* _EXERCISE BRIEF_
Among the records that follow, count the lines where "ceiling" appears, and state the count by itself.

* _DATA PROVIDED_
↓
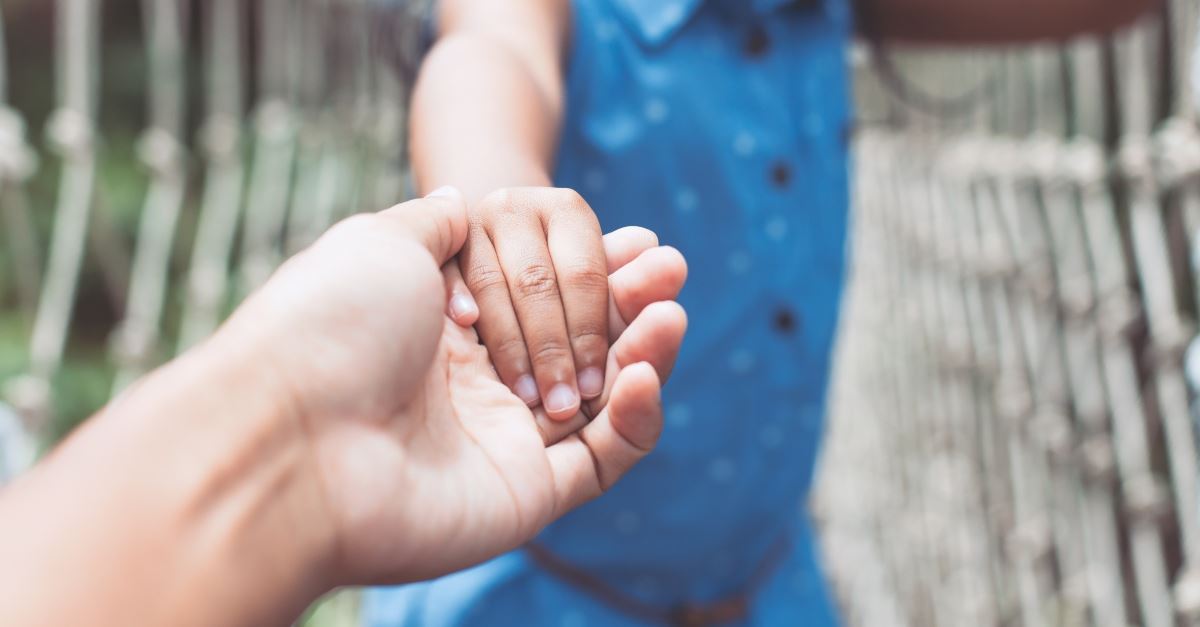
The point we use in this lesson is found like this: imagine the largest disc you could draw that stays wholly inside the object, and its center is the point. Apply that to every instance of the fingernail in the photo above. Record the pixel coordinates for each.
(561, 398)
(462, 305)
(527, 389)
(445, 190)
(591, 382)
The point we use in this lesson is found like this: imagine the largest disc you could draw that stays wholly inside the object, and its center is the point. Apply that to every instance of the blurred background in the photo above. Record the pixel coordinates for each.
(1013, 436)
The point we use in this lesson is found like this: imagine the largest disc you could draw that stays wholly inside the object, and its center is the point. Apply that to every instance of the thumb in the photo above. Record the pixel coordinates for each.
(438, 221)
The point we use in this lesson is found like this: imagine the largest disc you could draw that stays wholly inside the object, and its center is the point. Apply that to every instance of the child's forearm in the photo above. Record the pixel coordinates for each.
(486, 109)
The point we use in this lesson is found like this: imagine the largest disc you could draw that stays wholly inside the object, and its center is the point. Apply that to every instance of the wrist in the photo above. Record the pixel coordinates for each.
(246, 513)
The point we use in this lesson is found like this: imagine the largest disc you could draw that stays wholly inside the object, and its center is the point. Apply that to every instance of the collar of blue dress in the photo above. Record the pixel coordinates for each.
(657, 21)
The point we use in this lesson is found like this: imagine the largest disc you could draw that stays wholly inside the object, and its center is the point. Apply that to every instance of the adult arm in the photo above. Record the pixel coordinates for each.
(337, 430)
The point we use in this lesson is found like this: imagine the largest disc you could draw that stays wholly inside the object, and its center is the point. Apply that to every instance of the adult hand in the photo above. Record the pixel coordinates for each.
(427, 461)
(337, 430)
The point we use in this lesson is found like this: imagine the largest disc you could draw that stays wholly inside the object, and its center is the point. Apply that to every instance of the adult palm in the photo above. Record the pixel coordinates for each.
(399, 400)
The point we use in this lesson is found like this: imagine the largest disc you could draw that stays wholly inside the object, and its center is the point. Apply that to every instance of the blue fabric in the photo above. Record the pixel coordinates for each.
(732, 147)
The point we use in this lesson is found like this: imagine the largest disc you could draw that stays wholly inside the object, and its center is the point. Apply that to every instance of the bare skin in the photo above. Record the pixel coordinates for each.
(337, 430)
(533, 257)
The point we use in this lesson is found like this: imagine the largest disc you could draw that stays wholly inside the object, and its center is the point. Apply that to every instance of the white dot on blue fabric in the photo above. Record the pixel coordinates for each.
(814, 124)
(655, 109)
(573, 619)
(594, 179)
(606, 30)
(771, 436)
(678, 416)
(739, 262)
(721, 470)
(687, 199)
(742, 360)
(646, 585)
(671, 12)
(744, 144)
(777, 228)
(628, 521)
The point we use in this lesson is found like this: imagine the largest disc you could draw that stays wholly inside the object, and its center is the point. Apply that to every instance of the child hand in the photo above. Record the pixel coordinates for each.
(534, 262)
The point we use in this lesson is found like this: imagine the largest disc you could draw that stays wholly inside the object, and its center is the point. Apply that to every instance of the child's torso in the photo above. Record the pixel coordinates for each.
(723, 126)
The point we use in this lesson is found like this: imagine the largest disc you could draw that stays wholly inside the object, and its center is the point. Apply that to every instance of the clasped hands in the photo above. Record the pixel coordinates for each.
(423, 434)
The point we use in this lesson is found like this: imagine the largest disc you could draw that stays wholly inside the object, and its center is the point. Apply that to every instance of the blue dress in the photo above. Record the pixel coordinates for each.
(721, 125)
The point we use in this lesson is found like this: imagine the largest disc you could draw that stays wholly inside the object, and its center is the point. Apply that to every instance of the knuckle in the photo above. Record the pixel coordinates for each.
(537, 281)
(550, 351)
(514, 348)
(587, 278)
(591, 338)
(505, 201)
(481, 279)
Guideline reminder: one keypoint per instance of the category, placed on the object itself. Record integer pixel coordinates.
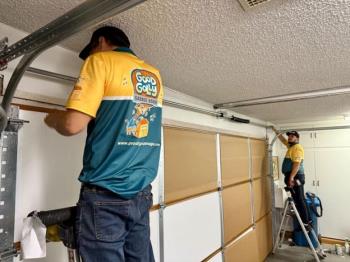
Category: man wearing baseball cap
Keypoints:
(118, 97)
(293, 170)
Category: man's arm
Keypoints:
(67, 123)
(280, 137)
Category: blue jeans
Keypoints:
(112, 229)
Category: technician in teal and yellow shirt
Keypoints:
(293, 170)
(118, 97)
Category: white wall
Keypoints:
(47, 171)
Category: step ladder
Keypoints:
(289, 209)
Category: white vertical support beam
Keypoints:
(161, 200)
(220, 188)
(252, 204)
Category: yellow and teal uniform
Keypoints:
(124, 96)
(295, 153)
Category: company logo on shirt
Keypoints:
(146, 87)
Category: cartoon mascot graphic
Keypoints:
(146, 91)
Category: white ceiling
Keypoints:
(215, 51)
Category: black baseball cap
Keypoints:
(112, 34)
(293, 133)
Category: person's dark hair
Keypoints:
(113, 36)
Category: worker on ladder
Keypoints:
(118, 97)
(294, 176)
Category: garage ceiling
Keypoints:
(216, 51)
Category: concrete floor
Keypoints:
(302, 254)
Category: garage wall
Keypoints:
(50, 164)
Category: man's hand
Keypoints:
(51, 119)
(274, 130)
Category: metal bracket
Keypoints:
(3, 47)
(8, 163)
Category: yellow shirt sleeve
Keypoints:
(89, 90)
(297, 154)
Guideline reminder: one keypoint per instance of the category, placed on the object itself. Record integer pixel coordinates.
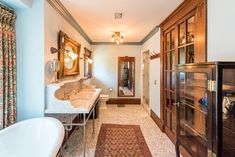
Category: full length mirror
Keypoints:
(126, 76)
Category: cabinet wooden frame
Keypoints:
(187, 9)
(219, 143)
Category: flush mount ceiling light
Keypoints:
(117, 37)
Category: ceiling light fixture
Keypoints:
(117, 37)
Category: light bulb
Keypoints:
(89, 60)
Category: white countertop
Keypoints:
(82, 102)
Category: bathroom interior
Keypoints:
(120, 78)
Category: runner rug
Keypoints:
(121, 141)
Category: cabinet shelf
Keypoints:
(185, 45)
(191, 106)
(191, 128)
(194, 146)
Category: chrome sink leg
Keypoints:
(93, 121)
(84, 135)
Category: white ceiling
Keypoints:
(96, 17)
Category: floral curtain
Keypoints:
(7, 67)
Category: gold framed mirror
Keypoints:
(69, 56)
(126, 76)
(87, 63)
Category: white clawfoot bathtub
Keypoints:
(38, 137)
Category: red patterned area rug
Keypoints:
(121, 141)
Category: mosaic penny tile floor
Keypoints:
(158, 143)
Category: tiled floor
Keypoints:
(158, 142)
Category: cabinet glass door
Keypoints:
(186, 41)
(192, 109)
(169, 82)
(228, 113)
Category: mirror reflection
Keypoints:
(126, 76)
(69, 57)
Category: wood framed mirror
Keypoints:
(69, 56)
(87, 64)
(126, 76)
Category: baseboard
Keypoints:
(157, 120)
(124, 101)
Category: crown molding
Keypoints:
(113, 43)
(150, 34)
(60, 8)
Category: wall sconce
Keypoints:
(55, 67)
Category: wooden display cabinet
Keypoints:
(206, 109)
(183, 40)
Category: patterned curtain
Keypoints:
(7, 67)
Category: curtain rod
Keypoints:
(4, 6)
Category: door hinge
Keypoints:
(211, 85)
(210, 153)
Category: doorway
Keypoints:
(145, 80)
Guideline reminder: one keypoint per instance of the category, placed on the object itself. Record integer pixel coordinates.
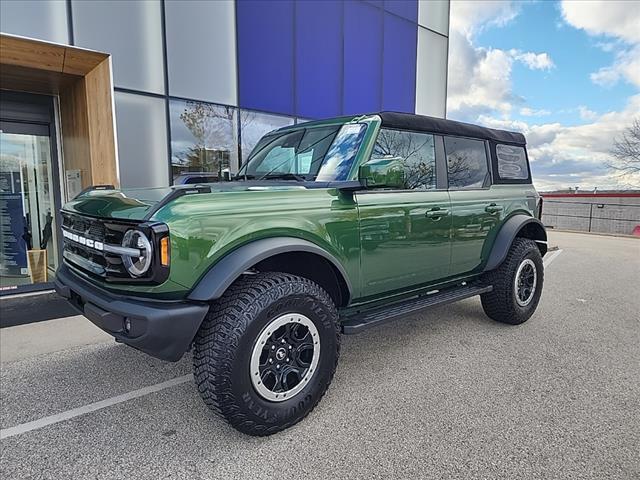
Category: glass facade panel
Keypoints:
(265, 55)
(318, 58)
(204, 137)
(201, 50)
(131, 32)
(362, 58)
(142, 141)
(28, 247)
(434, 14)
(253, 125)
(431, 75)
(399, 71)
(42, 19)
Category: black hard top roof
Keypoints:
(421, 123)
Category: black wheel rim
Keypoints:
(285, 357)
(525, 282)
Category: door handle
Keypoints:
(437, 213)
(493, 208)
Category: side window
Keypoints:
(466, 162)
(417, 151)
(512, 162)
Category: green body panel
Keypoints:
(206, 227)
(476, 222)
(401, 246)
(387, 241)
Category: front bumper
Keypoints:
(163, 329)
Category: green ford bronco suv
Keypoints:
(331, 227)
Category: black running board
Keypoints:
(360, 322)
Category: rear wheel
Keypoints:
(267, 351)
(517, 284)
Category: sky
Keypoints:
(565, 73)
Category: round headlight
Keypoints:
(137, 266)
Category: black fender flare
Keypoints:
(227, 270)
(509, 232)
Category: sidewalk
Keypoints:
(25, 341)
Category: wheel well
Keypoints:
(535, 231)
(311, 266)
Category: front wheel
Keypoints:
(267, 351)
(517, 284)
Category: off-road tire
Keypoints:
(223, 347)
(501, 304)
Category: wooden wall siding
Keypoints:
(100, 121)
(75, 130)
(82, 80)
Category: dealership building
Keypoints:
(134, 93)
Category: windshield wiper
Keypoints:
(284, 176)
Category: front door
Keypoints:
(404, 233)
(29, 199)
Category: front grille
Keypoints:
(93, 231)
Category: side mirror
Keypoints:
(225, 175)
(382, 172)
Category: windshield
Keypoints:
(313, 153)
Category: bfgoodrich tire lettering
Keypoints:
(506, 302)
(224, 344)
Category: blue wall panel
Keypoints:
(319, 58)
(399, 71)
(362, 58)
(265, 55)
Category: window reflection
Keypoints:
(203, 137)
(466, 162)
(340, 157)
(253, 125)
(417, 151)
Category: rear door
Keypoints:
(476, 211)
(405, 232)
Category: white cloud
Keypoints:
(470, 16)
(586, 114)
(480, 91)
(613, 19)
(535, 61)
(530, 112)
(480, 78)
(563, 156)
(617, 18)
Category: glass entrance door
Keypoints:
(28, 207)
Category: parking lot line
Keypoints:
(92, 407)
(550, 258)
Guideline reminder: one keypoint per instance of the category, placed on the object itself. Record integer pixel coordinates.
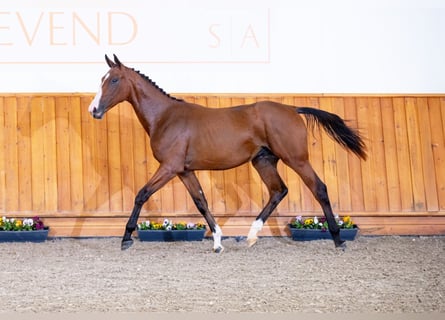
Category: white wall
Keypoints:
(245, 46)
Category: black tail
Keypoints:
(336, 128)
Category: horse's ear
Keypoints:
(116, 60)
(109, 62)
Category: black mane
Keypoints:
(156, 86)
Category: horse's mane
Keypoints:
(155, 85)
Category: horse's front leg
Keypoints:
(159, 179)
(194, 188)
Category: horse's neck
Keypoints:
(150, 105)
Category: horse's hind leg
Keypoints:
(194, 188)
(319, 190)
(265, 162)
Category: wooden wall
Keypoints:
(81, 174)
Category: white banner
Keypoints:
(226, 46)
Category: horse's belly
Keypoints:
(218, 159)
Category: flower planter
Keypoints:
(318, 234)
(171, 235)
(24, 236)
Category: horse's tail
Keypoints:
(336, 128)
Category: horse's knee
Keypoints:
(142, 197)
(322, 192)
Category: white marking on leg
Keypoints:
(256, 227)
(217, 239)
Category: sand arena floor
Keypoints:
(374, 274)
↑
* _RESPONSE AREA_
5